TASK —
Locate each line in the entries below that contains the word "golden", and copy those lines out in full.

INPUT ROWS —
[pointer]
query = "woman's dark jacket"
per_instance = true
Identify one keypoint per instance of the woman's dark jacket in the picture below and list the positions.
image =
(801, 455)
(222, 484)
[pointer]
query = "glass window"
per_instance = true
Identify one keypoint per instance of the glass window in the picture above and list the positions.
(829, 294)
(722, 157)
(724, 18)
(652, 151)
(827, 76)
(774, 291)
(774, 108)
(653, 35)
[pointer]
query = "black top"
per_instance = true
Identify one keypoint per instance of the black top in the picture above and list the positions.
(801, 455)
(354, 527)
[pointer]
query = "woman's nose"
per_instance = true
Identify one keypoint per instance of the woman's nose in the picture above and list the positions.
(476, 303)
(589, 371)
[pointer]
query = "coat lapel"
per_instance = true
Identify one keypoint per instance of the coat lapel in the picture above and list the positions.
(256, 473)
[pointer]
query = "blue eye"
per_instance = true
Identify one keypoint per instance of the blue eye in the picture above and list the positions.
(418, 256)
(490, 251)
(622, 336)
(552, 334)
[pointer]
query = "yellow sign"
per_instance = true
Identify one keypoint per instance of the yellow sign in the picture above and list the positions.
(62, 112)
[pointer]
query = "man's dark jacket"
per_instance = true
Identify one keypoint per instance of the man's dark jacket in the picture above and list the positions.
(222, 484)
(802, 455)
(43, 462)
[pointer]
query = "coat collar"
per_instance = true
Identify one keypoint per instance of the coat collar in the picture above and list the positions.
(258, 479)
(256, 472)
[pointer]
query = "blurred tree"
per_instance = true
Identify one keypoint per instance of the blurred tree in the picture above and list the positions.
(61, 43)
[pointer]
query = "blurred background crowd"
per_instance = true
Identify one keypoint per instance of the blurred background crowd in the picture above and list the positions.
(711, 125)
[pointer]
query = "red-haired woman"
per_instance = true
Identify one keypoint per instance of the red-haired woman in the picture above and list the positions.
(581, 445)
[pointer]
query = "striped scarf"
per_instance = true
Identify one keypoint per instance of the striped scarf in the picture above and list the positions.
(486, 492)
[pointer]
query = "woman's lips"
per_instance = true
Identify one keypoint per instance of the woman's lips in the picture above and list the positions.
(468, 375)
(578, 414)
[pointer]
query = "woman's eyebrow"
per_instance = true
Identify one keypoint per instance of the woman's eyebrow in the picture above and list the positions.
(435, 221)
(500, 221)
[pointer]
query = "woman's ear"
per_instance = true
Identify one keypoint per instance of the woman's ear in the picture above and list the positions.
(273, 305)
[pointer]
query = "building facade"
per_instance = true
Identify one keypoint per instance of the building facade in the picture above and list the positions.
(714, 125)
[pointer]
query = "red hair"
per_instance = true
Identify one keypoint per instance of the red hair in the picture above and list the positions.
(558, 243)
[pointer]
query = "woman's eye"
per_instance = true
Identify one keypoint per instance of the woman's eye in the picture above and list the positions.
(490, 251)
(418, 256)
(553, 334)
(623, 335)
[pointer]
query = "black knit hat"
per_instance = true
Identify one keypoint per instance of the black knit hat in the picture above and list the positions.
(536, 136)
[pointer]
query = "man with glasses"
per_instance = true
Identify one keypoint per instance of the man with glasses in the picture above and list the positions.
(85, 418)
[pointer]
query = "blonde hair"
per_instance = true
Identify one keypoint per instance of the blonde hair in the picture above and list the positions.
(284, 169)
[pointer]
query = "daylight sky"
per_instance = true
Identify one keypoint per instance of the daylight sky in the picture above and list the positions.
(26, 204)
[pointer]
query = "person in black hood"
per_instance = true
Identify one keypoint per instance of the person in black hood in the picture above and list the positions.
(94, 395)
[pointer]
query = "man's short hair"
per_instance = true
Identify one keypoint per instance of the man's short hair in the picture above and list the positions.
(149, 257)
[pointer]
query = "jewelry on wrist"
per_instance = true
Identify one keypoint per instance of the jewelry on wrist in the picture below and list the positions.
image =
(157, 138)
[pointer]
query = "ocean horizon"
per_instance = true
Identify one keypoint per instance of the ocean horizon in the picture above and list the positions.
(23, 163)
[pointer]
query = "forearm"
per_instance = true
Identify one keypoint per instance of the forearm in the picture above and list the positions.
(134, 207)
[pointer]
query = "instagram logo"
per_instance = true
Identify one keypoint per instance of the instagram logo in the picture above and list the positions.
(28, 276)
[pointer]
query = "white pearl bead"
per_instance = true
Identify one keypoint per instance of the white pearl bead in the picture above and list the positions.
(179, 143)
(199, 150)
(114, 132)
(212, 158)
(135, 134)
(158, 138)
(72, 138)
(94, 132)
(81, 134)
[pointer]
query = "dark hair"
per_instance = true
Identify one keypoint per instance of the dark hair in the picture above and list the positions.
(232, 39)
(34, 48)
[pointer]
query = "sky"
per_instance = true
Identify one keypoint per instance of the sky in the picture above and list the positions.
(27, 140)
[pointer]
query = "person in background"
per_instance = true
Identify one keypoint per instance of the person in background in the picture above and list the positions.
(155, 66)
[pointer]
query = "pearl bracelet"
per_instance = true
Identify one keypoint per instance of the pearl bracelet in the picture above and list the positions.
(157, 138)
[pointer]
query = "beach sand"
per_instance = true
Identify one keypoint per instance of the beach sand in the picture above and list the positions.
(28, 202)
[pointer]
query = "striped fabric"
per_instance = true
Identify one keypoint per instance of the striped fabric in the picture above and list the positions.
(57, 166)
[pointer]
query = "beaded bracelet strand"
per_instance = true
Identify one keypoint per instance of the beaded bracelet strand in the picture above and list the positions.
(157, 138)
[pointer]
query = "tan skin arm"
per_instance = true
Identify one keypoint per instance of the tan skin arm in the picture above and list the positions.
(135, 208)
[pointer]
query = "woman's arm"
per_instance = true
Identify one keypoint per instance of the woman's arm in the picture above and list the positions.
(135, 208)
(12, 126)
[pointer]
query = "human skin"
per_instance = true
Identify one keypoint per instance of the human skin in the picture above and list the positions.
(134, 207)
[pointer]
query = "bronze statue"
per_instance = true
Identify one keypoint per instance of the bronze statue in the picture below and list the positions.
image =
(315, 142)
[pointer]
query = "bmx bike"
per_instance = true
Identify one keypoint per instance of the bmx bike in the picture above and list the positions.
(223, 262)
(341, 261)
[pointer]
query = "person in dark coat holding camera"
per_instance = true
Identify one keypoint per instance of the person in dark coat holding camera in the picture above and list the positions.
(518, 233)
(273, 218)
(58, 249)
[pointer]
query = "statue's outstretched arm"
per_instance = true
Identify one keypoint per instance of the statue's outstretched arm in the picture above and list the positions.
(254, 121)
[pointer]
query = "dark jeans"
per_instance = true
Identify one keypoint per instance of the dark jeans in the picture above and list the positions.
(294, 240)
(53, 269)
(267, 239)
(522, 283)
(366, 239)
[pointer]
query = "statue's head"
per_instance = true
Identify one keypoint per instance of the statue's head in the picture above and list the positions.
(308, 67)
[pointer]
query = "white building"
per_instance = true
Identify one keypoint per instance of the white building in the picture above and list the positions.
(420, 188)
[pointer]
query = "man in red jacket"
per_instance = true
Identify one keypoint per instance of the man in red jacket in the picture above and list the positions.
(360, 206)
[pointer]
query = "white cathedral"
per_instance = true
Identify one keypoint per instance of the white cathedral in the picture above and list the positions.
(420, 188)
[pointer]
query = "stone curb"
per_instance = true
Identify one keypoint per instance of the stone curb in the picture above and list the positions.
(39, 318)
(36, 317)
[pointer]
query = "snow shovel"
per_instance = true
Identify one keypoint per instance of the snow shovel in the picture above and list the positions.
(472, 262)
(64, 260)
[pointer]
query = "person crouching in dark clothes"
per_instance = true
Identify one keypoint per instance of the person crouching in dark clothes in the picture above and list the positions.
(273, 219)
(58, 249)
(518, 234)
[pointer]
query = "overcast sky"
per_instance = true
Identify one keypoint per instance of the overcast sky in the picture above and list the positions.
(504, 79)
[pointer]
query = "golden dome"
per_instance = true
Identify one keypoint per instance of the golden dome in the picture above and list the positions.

RESPONSE TO THIS EXERCISE —
query = "golden dome"
Identify one keypoint per instance of the golden dome in the picture above and list the positions.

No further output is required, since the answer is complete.